(THE DATA Opens)

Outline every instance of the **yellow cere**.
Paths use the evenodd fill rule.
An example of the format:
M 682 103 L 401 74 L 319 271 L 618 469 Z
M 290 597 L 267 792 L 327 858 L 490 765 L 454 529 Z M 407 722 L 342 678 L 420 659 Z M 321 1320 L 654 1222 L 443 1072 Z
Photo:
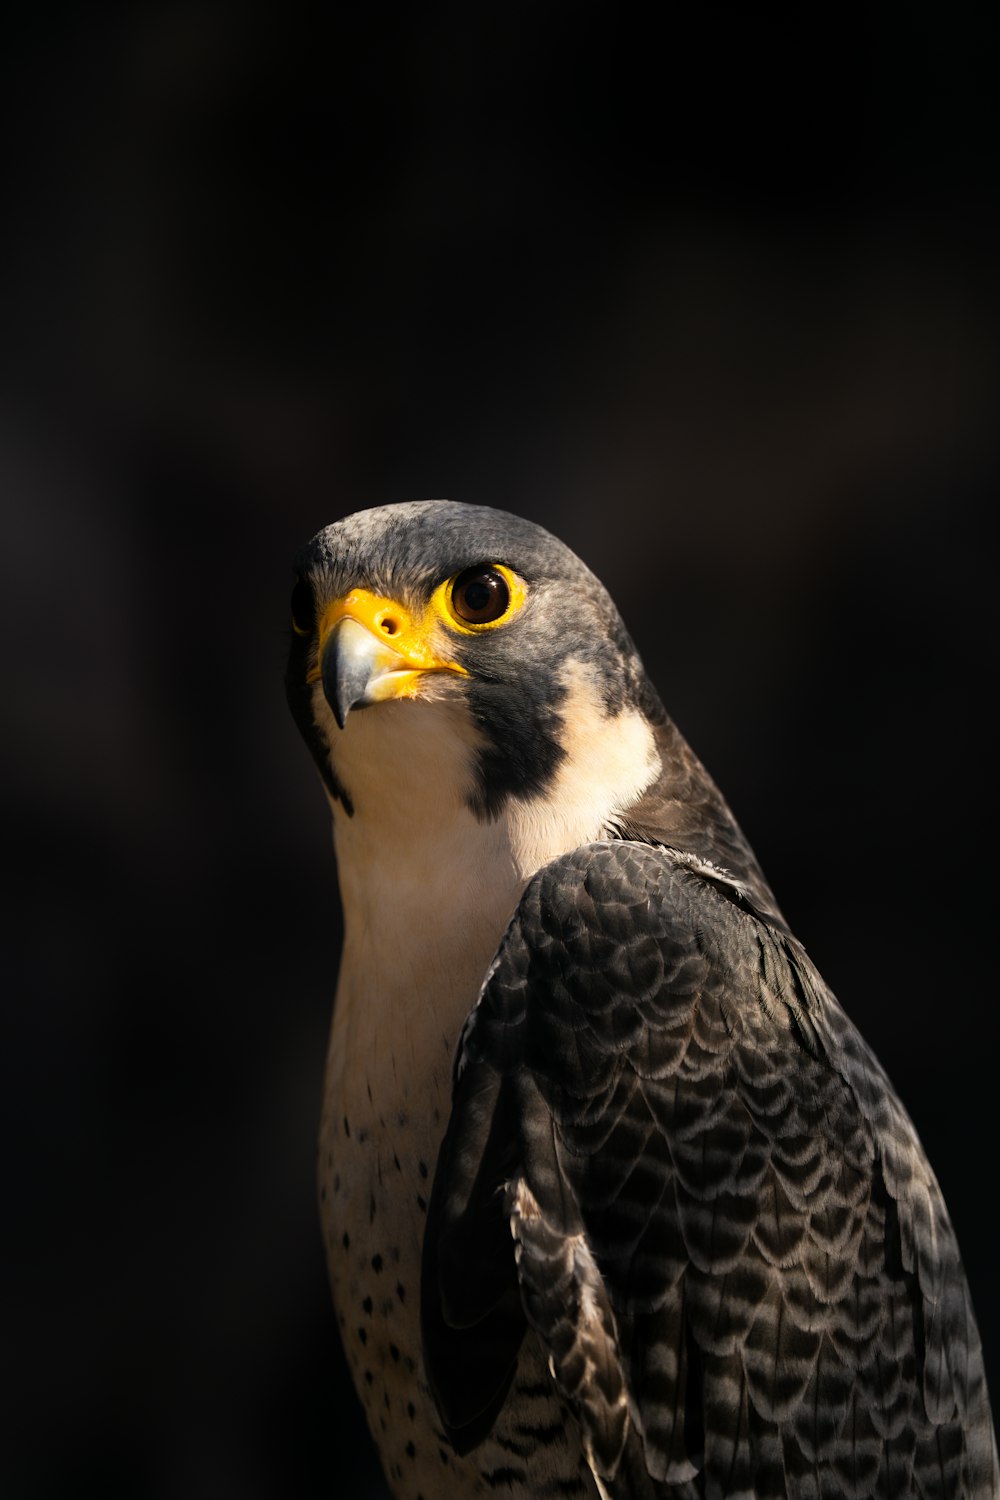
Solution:
M 442 655 L 436 639 L 437 621 L 429 607 L 415 617 L 397 599 L 373 594 L 369 589 L 351 589 L 323 611 L 317 633 L 317 664 L 307 673 L 307 681 L 318 680 L 323 648 L 331 630 L 345 618 L 356 620 L 371 631 L 385 650 L 387 665 L 390 658 L 395 657 L 400 669 L 409 667 L 415 672 L 459 672 L 465 675 L 463 666 Z M 403 686 L 399 682 L 398 688 Z

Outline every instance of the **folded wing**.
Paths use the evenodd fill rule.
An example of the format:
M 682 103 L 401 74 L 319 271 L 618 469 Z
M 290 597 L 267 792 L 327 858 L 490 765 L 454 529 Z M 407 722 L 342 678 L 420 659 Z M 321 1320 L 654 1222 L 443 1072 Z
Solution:
M 456 1065 L 423 1268 L 460 1451 L 527 1330 L 615 1497 L 1000 1492 L 934 1176 L 801 947 L 670 851 L 531 882 Z

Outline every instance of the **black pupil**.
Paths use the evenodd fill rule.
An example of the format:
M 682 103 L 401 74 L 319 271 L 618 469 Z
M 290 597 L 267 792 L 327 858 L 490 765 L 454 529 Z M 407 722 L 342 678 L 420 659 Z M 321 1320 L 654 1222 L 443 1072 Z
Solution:
M 456 613 L 463 620 L 472 625 L 488 625 L 506 612 L 510 589 L 495 569 L 469 568 L 456 578 L 452 598 Z
M 473 614 L 481 609 L 488 609 L 493 598 L 493 590 L 484 578 L 478 578 L 470 583 L 465 590 L 465 605 Z

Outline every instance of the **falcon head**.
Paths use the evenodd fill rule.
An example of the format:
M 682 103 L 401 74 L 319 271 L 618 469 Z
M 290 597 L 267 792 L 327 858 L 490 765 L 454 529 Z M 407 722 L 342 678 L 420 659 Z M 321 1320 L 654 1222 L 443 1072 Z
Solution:
M 607 591 L 541 526 L 428 500 L 359 511 L 296 563 L 287 692 L 334 805 L 398 838 L 513 829 L 522 876 L 595 838 L 707 859 L 773 903 Z M 415 835 L 414 835 L 415 836 Z
M 588 722 L 663 718 L 606 590 L 530 521 L 447 500 L 360 511 L 296 571 L 289 702 L 348 810 L 355 731 L 377 756 L 424 732 L 428 709 L 461 741 L 483 819 L 544 796 Z

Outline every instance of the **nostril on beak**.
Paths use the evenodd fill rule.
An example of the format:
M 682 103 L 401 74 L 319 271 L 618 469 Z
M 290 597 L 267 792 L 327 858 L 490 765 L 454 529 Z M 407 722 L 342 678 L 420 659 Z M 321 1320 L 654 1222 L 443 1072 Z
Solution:
M 378 628 L 383 635 L 395 635 L 399 630 L 399 621 L 393 615 L 383 615 L 378 622 Z

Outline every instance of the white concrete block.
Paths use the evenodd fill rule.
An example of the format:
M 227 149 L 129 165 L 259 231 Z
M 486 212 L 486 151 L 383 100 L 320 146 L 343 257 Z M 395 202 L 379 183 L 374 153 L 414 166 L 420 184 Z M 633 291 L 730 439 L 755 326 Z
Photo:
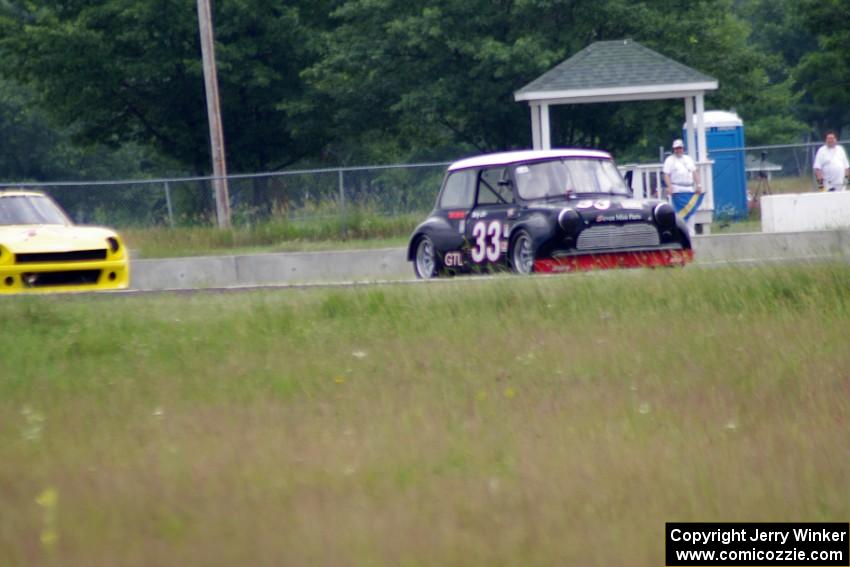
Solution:
M 762 232 L 850 228 L 850 192 L 788 193 L 761 198 Z

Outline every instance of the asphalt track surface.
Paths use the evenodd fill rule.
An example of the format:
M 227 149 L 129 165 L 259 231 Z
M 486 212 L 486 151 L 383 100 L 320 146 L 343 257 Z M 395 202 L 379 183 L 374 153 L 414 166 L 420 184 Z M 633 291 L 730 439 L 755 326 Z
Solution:
M 724 260 L 717 262 L 703 262 L 699 264 L 690 264 L 684 268 L 649 268 L 656 270 L 664 269 L 685 269 L 685 270 L 702 270 L 713 268 L 756 268 L 775 265 L 800 265 L 806 263 L 826 263 L 823 257 L 812 256 L 811 258 L 791 258 L 791 259 L 760 259 L 748 258 L 743 260 Z M 311 289 L 357 289 L 371 288 L 381 286 L 404 286 L 404 285 L 465 285 L 472 283 L 480 283 L 487 281 L 510 281 L 516 278 L 569 278 L 569 277 L 610 277 L 613 274 L 637 274 L 642 273 L 648 268 L 637 269 L 620 269 L 620 270 L 594 270 L 582 272 L 567 272 L 562 274 L 534 274 L 530 276 L 517 276 L 510 273 L 499 274 L 484 274 L 484 275 L 464 275 L 455 277 L 434 278 L 430 280 L 418 280 L 413 277 L 401 279 L 375 279 L 375 280 L 352 280 L 352 281 L 317 281 L 317 282 L 299 282 L 299 283 L 279 283 L 279 284 L 258 284 L 258 285 L 235 285 L 225 287 L 203 287 L 203 288 L 174 288 L 174 289 L 123 289 L 109 291 L 85 291 L 85 292 L 57 292 L 57 293 L 39 293 L 42 296 L 83 296 L 83 297 L 138 297 L 151 295 L 199 295 L 199 294 L 228 294 L 228 293 L 246 293 L 259 291 L 298 291 Z M 411 267 L 411 272 L 413 268 Z

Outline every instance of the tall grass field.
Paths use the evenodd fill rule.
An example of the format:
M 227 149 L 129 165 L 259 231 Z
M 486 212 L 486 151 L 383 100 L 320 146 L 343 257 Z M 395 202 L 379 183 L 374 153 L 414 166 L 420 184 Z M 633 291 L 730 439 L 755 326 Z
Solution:
M 850 266 L 0 302 L 0 565 L 664 564 L 850 518 Z

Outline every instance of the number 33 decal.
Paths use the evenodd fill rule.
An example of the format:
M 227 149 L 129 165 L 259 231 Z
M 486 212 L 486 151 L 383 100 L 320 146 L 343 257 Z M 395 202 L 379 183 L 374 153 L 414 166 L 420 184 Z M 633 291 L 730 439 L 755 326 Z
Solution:
M 475 245 L 472 247 L 472 261 L 481 263 L 486 258 L 490 262 L 498 262 L 502 248 L 502 223 L 497 220 L 478 221 L 472 227 L 472 238 Z

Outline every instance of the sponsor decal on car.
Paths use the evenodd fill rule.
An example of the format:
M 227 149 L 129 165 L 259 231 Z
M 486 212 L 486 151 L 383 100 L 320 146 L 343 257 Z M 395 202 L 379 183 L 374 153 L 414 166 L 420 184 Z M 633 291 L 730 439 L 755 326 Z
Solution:
M 576 204 L 577 209 L 589 209 L 593 206 L 593 201 L 590 199 L 584 199 L 583 201 L 579 201 Z
M 446 264 L 447 268 L 460 268 L 463 266 L 463 254 L 461 254 L 458 250 L 446 252 L 446 255 L 443 257 L 443 262 Z
M 473 211 L 471 216 L 474 219 L 483 219 L 487 217 L 487 211 Z
M 466 211 L 449 211 L 449 220 L 466 218 Z
M 639 221 L 643 217 L 638 213 L 616 213 L 611 215 L 598 215 L 596 222 L 629 222 Z
M 609 201 L 608 199 L 599 199 L 598 201 L 593 203 L 593 206 L 599 209 L 600 211 L 604 211 L 611 206 L 611 201 Z

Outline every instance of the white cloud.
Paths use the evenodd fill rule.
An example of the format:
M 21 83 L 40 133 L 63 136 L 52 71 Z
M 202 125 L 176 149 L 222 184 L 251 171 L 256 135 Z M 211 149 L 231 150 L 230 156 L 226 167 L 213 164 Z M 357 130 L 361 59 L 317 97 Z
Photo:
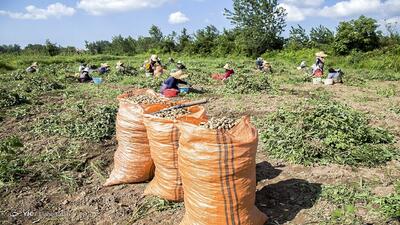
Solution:
M 360 15 L 380 17 L 398 16 L 400 0 L 342 0 L 331 6 L 321 5 L 324 0 L 282 0 L 279 5 L 286 9 L 289 22 L 299 22 L 310 16 L 343 18 Z
M 9 16 L 13 19 L 45 20 L 49 17 L 60 18 L 62 16 L 72 16 L 75 14 L 74 8 L 67 7 L 59 2 L 47 6 L 46 9 L 29 5 L 25 7 L 25 10 L 26 12 L 23 13 L 0 10 L 0 15 Z
M 279 4 L 280 7 L 286 9 L 286 19 L 289 22 L 300 22 L 306 19 L 307 16 L 313 14 L 315 11 L 313 8 L 301 8 L 296 5 L 291 5 L 287 3 Z
M 325 0 L 283 0 L 282 3 L 286 3 L 288 5 L 294 5 L 297 7 L 318 7 L 324 4 Z
M 182 12 L 174 12 L 169 15 L 168 22 L 170 24 L 180 24 L 180 23 L 186 23 L 189 21 L 189 18 L 183 14 Z
M 380 0 L 349 0 L 341 1 L 333 6 L 325 6 L 320 11 L 324 17 L 346 17 L 376 12 L 382 7 Z
M 143 8 L 154 8 L 170 0 L 80 0 L 77 7 L 93 15 L 121 12 Z

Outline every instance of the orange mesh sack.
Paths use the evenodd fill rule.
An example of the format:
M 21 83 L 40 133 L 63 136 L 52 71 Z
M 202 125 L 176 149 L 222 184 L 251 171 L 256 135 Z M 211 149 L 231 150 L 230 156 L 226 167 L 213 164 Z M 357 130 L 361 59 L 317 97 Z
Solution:
M 180 225 L 262 225 L 255 206 L 257 130 L 243 117 L 227 131 L 181 122 L 178 164 L 185 192 Z
M 129 102 L 138 95 L 159 97 L 148 89 L 133 90 L 118 96 L 116 120 L 118 149 L 114 154 L 114 168 L 104 186 L 148 181 L 153 177 L 154 164 L 150 157 L 149 141 L 143 124 L 145 105 Z
M 146 113 L 160 111 L 166 105 L 153 105 Z M 145 195 L 155 195 L 170 201 L 183 201 L 182 180 L 178 172 L 179 130 L 178 120 L 184 118 L 204 118 L 201 106 L 189 107 L 189 114 L 176 120 L 158 118 L 145 114 L 144 123 L 150 144 L 151 158 L 155 164 L 153 180 L 147 185 Z

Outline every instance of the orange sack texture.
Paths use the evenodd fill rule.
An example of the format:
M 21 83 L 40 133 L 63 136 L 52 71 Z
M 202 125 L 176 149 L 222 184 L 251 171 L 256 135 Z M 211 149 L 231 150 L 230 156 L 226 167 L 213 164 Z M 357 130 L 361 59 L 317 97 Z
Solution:
M 144 123 L 150 144 L 151 158 L 155 164 L 153 180 L 147 185 L 145 195 L 155 195 L 170 201 L 183 201 L 182 180 L 178 172 L 179 130 L 178 120 L 184 118 L 204 118 L 201 106 L 192 106 L 191 112 L 176 120 L 157 118 L 152 112 L 167 108 L 166 105 L 152 105 L 146 108 Z M 147 114 L 149 113 L 149 114 Z
M 181 225 L 262 225 L 255 206 L 257 130 L 249 117 L 229 131 L 181 122 L 178 165 L 185 192 Z
M 127 101 L 137 95 L 159 97 L 154 91 L 138 89 L 118 96 L 116 121 L 118 149 L 114 154 L 114 169 L 104 186 L 148 181 L 154 174 L 149 141 L 143 123 L 144 105 Z

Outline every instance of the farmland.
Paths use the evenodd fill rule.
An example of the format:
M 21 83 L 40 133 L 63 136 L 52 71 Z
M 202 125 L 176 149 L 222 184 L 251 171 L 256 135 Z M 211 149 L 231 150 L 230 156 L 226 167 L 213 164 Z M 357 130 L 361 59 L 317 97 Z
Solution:
M 182 60 L 188 81 L 209 98 L 209 116 L 250 115 L 259 131 L 256 205 L 268 224 L 399 224 L 399 49 L 327 58 L 344 84 L 313 85 L 297 70 L 316 50 L 254 59 L 161 55 Z M 0 59 L 0 221 L 15 223 L 178 224 L 183 203 L 142 196 L 145 183 L 102 187 L 117 147 L 116 97 L 158 91 L 149 79 L 112 71 L 101 85 L 80 84 L 79 61 L 138 68 L 148 55 L 4 55 Z M 37 61 L 40 70 L 24 68 Z M 230 63 L 236 74 L 212 80 Z

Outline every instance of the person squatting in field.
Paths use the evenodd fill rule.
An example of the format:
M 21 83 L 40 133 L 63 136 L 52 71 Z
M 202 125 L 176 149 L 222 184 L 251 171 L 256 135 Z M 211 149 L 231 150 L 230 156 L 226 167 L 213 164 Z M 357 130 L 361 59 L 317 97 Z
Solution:
M 118 61 L 117 65 L 115 66 L 117 73 L 124 74 L 124 75 L 136 75 L 137 71 L 129 66 L 126 66 L 125 63 Z
M 158 77 L 164 73 L 160 58 L 152 55 L 145 64 L 146 75 Z
M 183 80 L 186 77 L 188 77 L 188 74 L 185 73 L 183 70 L 171 72 L 170 76 L 161 85 L 160 89 L 161 94 L 165 95 L 166 92 L 169 92 L 169 93 L 174 93 L 173 96 L 178 95 L 179 94 L 178 84 L 185 84 L 191 86 L 188 82 Z
M 87 83 L 92 82 L 92 80 L 93 78 L 90 76 L 90 69 L 88 66 L 86 66 L 83 70 L 79 72 L 79 82 Z
M 214 80 L 227 80 L 229 77 L 231 77 L 233 74 L 235 74 L 235 71 L 231 68 L 231 66 L 227 63 L 223 67 L 225 69 L 225 74 L 213 74 L 211 77 Z
M 25 70 L 27 73 L 35 73 L 39 71 L 37 62 L 32 63 L 28 68 Z
M 324 75 L 325 58 L 328 56 L 325 52 L 315 53 L 316 62 L 312 68 L 313 77 L 322 77 Z
M 97 69 L 97 72 L 99 72 L 99 74 L 105 74 L 108 73 L 110 71 L 110 66 L 107 63 L 102 63 L 100 68 Z

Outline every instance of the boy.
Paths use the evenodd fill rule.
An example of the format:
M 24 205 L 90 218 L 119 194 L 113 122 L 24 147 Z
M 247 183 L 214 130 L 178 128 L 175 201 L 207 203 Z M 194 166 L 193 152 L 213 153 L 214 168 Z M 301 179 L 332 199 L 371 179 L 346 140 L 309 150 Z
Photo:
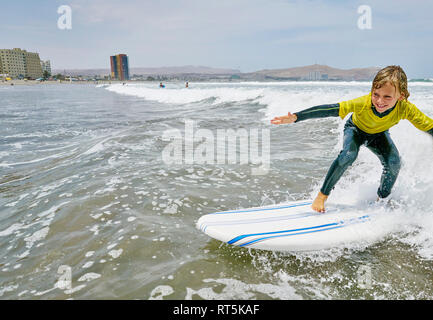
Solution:
M 325 212 L 325 201 L 344 171 L 355 161 L 361 145 L 376 154 L 383 166 L 379 198 L 386 198 L 400 170 L 400 156 L 388 129 L 401 119 L 409 120 L 416 128 L 433 136 L 433 119 L 407 101 L 407 77 L 400 66 L 380 70 L 373 80 L 368 95 L 335 104 L 320 105 L 287 116 L 275 117 L 273 124 L 299 122 L 312 118 L 337 117 L 344 119 L 352 112 L 344 126 L 343 149 L 326 175 L 312 208 Z

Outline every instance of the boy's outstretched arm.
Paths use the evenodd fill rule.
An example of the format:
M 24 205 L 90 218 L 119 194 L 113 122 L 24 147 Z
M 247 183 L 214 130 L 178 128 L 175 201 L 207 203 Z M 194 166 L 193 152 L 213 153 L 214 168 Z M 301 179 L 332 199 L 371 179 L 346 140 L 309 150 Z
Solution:
M 288 113 L 286 116 L 275 117 L 271 120 L 272 124 L 287 124 L 299 122 L 307 119 L 338 117 L 340 112 L 340 104 L 323 104 L 320 106 L 311 107 L 296 113 Z

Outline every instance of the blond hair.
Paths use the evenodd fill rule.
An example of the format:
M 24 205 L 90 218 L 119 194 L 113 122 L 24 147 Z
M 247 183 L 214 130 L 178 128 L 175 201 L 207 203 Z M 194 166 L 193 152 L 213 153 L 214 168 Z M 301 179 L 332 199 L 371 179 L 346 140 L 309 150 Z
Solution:
M 391 83 L 396 90 L 403 94 L 404 99 L 409 98 L 407 90 L 407 77 L 400 66 L 388 66 L 380 70 L 374 77 L 371 92 L 374 89 L 382 88 L 387 82 Z

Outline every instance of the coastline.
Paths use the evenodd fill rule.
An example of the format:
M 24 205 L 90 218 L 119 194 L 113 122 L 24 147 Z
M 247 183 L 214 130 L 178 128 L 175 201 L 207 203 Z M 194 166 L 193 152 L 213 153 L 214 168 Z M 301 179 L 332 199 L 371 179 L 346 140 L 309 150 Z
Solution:
M 85 80 L 47 80 L 47 81 L 36 81 L 36 80 L 8 80 L 8 81 L 0 81 L 0 86 L 15 86 L 15 85 L 26 85 L 26 86 L 34 86 L 34 85 L 52 85 L 52 84 L 115 84 L 115 83 L 128 83 L 130 81 L 120 81 L 120 80 L 98 80 L 98 81 L 85 81 Z
M 44 85 L 53 85 L 53 84 L 88 84 L 88 85 L 100 85 L 100 84 L 128 84 L 128 83 L 151 83 L 151 82 L 156 82 L 159 83 L 159 80 L 155 80 L 155 81 L 146 81 L 146 80 L 97 80 L 97 81 L 88 81 L 88 80 L 75 80 L 75 81 L 69 81 L 69 80 L 58 80 L 58 81 L 54 81 L 54 80 L 46 80 L 46 81 L 37 81 L 37 80 L 8 80 L 8 81 L 0 81 L 0 86 L 15 86 L 15 85 L 25 85 L 25 86 L 44 86 Z M 171 83 L 171 82 L 184 82 L 183 80 L 165 80 L 163 81 L 165 83 Z M 209 79 L 209 80 L 199 80 L 199 81 L 194 81 L 197 83 L 205 83 L 205 82 L 225 82 L 225 81 L 221 81 L 221 79 Z M 274 80 L 272 81 L 271 79 L 268 79 L 268 81 L 252 81 L 252 80 L 245 80 L 245 79 L 241 79 L 241 80 L 228 80 L 227 82 L 230 83 L 239 83 L 239 82 L 251 82 L 251 83 L 261 83 L 261 82 L 294 82 L 294 83 L 318 83 L 318 84 L 323 84 L 323 83 L 347 83 L 347 82 L 355 82 L 355 83 L 371 83 L 371 81 L 345 81 L 345 80 L 328 80 L 328 81 L 299 81 L 299 80 L 287 80 L 287 81 L 282 81 L 282 80 Z M 408 81 L 409 83 L 419 83 L 419 84 L 424 84 L 424 85 L 432 85 L 433 81 L 430 79 L 410 79 Z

(THE DATA Closes)

When a line in the data above contains the string "orange", copy that line.

[ANSWER TO THIS TASK]:
Outline every instance of the orange mesh sack.
Outline every instance of the orange sack texture.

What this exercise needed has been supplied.